**HOW TO COMPLETE THIS TASK:** Quote the records word for word, starting at their first line and ending at the line that contains "positive clicks: (256, 180) (258, 166)".
DATASET EXTRACT section start
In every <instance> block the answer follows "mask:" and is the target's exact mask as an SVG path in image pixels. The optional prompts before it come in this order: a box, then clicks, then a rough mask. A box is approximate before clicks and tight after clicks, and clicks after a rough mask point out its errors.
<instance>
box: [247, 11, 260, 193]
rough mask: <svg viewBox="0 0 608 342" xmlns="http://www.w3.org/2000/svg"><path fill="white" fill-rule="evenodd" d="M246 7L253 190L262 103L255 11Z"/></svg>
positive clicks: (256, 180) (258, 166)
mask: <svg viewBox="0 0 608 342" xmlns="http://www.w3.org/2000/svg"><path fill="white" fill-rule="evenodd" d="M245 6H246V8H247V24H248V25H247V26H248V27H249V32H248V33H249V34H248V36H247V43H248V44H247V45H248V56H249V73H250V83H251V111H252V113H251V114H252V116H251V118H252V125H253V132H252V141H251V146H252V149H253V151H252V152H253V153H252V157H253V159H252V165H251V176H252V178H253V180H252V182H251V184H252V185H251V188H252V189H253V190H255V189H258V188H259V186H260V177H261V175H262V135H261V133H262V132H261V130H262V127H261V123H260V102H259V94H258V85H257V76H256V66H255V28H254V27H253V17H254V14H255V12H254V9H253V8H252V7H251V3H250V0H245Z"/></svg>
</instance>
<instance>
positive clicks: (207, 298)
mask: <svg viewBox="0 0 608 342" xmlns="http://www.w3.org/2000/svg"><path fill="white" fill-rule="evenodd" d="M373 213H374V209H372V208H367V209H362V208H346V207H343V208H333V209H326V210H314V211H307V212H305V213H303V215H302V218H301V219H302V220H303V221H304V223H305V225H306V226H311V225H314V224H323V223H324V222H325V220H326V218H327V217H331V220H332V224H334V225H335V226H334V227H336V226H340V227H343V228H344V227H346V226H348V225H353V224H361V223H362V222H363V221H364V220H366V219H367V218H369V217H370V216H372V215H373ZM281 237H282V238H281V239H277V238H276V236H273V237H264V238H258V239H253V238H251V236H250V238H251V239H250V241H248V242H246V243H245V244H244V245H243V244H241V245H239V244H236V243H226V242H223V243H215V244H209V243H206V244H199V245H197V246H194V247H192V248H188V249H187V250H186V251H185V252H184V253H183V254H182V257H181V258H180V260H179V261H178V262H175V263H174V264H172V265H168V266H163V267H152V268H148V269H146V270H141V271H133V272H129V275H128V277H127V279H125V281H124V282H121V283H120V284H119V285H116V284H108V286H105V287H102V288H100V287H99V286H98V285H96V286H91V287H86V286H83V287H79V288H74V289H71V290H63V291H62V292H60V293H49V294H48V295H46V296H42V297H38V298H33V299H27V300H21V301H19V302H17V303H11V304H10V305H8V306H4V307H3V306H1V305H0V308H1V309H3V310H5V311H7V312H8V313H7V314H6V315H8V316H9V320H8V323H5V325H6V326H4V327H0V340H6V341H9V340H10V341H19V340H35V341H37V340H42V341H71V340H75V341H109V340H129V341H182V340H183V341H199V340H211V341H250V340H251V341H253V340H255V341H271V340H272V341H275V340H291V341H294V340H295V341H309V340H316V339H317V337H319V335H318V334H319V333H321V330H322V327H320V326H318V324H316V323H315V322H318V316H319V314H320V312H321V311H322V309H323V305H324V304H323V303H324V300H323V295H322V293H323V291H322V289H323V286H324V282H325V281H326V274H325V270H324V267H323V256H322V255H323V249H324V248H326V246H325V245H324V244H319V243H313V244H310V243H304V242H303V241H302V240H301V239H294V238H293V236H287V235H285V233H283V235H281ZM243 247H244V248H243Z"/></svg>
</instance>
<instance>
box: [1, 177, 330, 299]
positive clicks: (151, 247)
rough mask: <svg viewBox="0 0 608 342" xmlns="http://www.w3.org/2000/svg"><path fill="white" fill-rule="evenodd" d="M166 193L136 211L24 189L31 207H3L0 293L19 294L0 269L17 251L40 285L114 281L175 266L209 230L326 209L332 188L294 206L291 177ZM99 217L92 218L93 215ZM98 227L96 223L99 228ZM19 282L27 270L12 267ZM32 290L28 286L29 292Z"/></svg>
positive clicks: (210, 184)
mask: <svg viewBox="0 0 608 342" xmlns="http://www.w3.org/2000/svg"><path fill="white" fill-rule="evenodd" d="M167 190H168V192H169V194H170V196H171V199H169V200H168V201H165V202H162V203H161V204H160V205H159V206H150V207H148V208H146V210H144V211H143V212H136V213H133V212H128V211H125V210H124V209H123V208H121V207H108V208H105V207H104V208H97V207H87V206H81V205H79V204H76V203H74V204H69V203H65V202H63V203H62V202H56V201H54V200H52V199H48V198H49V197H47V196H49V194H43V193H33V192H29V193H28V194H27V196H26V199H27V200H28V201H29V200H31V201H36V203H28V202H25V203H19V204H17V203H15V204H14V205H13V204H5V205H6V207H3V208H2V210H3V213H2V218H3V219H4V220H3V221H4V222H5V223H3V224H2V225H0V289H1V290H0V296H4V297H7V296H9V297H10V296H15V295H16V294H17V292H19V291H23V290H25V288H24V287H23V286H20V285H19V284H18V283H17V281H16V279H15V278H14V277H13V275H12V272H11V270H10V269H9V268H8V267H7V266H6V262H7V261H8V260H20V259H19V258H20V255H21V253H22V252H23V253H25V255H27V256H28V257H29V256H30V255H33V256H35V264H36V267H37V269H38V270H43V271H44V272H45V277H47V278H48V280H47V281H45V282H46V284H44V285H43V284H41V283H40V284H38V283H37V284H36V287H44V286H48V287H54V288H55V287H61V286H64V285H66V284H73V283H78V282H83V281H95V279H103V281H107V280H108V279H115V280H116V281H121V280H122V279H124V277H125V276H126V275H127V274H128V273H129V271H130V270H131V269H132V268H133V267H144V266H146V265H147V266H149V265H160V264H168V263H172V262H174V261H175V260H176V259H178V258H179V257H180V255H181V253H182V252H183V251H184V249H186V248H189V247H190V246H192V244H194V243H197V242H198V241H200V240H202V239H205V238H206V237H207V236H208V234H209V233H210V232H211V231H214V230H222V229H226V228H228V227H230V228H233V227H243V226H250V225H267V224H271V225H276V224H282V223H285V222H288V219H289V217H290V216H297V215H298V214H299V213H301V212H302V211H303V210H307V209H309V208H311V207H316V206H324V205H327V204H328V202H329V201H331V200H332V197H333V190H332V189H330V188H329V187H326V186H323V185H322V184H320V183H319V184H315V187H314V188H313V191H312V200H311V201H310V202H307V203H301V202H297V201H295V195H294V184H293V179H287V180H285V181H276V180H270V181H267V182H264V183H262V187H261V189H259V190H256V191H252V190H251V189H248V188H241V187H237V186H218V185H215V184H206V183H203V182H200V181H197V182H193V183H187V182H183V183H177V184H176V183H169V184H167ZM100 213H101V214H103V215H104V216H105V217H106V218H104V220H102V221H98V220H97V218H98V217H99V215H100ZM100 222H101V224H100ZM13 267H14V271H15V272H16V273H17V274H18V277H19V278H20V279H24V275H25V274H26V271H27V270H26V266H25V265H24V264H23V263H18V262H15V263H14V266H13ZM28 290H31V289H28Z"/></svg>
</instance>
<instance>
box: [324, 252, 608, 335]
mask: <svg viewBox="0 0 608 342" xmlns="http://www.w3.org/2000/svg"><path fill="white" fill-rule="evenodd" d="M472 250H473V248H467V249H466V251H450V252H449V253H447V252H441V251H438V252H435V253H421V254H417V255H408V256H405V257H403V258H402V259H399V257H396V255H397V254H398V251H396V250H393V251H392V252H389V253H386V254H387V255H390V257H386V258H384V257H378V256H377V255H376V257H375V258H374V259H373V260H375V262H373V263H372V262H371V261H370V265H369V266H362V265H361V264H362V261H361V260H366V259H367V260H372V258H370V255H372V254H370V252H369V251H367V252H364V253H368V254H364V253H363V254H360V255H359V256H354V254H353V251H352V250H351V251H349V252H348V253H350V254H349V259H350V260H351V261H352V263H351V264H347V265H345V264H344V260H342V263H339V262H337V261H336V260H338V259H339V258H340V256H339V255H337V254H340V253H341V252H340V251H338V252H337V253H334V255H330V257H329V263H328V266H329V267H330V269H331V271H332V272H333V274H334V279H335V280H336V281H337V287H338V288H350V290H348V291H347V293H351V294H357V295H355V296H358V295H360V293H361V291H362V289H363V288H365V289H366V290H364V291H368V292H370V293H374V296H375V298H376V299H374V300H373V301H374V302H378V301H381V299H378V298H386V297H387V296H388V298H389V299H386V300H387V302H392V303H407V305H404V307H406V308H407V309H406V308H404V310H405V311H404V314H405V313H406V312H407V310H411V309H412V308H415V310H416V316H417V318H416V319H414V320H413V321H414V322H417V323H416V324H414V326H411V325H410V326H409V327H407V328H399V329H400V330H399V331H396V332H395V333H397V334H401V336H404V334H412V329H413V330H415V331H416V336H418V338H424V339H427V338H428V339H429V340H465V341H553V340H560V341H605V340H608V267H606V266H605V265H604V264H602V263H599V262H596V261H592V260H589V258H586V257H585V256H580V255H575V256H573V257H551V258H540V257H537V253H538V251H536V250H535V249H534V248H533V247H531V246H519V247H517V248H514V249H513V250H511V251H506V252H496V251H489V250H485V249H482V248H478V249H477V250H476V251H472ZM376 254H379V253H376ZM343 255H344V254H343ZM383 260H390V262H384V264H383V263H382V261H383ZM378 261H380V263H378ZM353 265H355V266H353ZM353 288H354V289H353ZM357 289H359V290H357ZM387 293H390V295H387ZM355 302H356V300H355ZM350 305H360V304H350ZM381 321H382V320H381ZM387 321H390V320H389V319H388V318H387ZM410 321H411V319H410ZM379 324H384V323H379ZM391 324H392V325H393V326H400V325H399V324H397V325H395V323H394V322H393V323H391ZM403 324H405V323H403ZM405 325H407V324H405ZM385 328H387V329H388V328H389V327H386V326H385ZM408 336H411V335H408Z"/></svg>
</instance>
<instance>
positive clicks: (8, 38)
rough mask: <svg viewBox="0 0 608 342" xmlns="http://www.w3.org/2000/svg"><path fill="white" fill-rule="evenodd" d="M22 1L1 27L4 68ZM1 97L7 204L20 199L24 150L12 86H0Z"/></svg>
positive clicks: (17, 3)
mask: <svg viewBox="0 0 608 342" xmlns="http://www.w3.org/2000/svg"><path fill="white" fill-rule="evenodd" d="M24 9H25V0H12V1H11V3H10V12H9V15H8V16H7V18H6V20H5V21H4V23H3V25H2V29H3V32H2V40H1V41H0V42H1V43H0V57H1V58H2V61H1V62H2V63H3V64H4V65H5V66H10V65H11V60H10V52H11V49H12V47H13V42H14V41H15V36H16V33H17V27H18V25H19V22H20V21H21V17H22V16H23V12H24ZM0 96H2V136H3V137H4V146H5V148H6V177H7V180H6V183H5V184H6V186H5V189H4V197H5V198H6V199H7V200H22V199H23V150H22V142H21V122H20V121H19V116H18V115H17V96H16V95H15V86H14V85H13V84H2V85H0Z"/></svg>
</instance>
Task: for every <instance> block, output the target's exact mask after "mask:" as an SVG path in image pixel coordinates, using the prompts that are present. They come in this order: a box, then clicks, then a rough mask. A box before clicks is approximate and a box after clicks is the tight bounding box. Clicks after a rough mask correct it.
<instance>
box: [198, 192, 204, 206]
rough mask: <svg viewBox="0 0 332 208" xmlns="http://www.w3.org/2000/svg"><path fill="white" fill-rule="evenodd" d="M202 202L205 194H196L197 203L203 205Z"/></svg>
DATASET EXTRACT section end
**YOUR SOLUTION:**
In every <instance> block the answer follows "mask:" and is the target's exact mask as an SVG path in image pixels. The optional prompts before it come in this order: a box, then clicks, then a rough mask. A box is approximate before clicks and tight after clicks, and clicks after a rough mask point out its errors.
<instance>
box: [247, 11, 260, 193]
rough mask: <svg viewBox="0 0 608 342" xmlns="http://www.w3.org/2000/svg"><path fill="white" fill-rule="evenodd" d="M246 7L253 190L262 103L255 11Z"/></svg>
positive clicks: (256, 180) (258, 166)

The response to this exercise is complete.